No Jacquie, I didn't. I tried to read her Kirov series but couldn't get into it. Would you recommend the Bill Slider series? I am not a huge fan of blood and guts but I enjoy some mysteries.
I only read a condensed version of Anna and did not want to try the rest of the Kirov trilogy. I love the Bill Slider series and can't wait until the new book is released in Kindle format. You could try a sample of the first one Orchestrated Death A Mystery Introducing Inspector Bill Slider.
But in your case @Ellie if you have read 32 of her books nothing was going.to stop you reading number 33. In the other hand if.you post a bad review of 33 I wonder what will happen when 34 comes out. Hmmm, a conumdrum there.
Thats true Simon :-) although I personally wont't be rushing out to read number 34 if she ever writes it (the original series was commissioned to last up til WW2 I believe but I dont think anyone thought it would turn into so many books). Pity really as I was in such a rush to buy her other ones they were still hot from the printing press lol
Ideally both (going back to the original question), but if pushed I'd say the review as that's up there for as long as your book is available for anyone and everyone to see. A personal recommendation - unless it's by Richard & Judy - might only reach a few people. I got my first 5* review a few days ago and it's a great feeling!

SET PROBLEM A:
In the book thread, rewrite the paragraph that begins "I only read a condensed version of Anna" as a short bulleted list that keeps its main facts.
SET PROBLEM B:
Resume the book thread with one more reply that follows its last post.
The entries come from a separate source.

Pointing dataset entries
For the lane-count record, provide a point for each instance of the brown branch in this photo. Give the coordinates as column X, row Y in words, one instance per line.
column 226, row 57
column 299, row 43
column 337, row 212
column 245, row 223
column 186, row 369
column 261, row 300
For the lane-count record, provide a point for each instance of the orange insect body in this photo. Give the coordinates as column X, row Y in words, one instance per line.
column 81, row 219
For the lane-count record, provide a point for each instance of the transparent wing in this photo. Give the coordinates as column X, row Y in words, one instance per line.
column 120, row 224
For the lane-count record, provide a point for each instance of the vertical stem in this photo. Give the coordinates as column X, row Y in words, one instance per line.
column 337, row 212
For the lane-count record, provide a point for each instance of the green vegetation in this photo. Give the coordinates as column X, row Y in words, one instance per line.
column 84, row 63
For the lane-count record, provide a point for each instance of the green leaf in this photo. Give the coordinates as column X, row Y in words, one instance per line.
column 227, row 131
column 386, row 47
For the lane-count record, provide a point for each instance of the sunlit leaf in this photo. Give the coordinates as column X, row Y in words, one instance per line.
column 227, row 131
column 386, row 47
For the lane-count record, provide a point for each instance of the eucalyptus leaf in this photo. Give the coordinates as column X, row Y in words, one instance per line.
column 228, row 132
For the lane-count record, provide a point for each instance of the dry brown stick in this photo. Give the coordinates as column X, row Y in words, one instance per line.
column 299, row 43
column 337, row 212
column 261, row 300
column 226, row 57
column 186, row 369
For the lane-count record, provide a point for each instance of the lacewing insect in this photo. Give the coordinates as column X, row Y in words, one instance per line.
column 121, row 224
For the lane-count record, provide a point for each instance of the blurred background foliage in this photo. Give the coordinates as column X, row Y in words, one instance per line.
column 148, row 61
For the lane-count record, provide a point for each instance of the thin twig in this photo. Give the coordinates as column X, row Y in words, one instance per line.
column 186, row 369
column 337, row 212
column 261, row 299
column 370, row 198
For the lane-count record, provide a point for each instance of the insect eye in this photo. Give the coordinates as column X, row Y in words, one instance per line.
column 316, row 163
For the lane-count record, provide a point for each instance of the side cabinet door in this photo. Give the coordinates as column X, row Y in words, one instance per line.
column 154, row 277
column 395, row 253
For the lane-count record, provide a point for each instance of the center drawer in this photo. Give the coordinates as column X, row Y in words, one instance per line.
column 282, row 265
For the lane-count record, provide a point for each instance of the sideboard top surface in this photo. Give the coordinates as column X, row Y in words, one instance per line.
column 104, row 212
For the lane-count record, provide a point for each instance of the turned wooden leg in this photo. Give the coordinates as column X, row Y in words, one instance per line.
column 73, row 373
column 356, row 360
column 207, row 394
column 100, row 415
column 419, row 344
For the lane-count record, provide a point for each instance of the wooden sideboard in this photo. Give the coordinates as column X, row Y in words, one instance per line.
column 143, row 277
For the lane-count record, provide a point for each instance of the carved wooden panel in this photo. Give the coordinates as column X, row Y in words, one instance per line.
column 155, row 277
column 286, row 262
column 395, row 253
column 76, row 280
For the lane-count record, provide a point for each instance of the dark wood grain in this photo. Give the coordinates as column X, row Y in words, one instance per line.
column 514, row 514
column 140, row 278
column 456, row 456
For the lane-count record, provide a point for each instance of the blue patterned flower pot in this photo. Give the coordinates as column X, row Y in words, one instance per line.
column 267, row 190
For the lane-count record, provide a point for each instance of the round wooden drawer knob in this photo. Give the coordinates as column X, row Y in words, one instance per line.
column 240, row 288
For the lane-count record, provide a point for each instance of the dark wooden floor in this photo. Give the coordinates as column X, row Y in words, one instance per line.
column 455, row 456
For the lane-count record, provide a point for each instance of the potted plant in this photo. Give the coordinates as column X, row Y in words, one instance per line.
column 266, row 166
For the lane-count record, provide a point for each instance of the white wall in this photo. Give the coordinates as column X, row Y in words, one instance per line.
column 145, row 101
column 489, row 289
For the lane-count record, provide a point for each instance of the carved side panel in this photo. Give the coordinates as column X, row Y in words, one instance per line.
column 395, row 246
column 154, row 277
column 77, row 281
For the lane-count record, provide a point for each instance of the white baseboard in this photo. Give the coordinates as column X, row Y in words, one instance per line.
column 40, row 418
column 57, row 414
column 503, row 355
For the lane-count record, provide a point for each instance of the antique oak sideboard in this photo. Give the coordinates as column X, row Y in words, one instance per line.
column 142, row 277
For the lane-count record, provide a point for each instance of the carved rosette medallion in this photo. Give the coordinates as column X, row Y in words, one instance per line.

WRITTEN REPLY A:
- Read only a condensed version of Anna and didn't want to try the rest of the Kirov trilogy
- Loves the Bill Slider series
- Can't wait for the new book to come out in Kindle format
- Suggests trying a sample of the first one, Orchestrated Death A Mystery Introducing Inspector Bill Slider

WRITTEN REPLY B:
I would have to say recommendations. I'll usually read what's recommended by people I know here on Goodreads, from my friends, facebook, twitter or from blogs.
I'm immensely grateful for every single one of my seven 5 star reviews, but the fact is that there's tons of stuff with seven 5 star reviews on Amazon. Good reviews can put a book in contention for a given reader, but a positive recommendation is far more likely to actually lead to a sale.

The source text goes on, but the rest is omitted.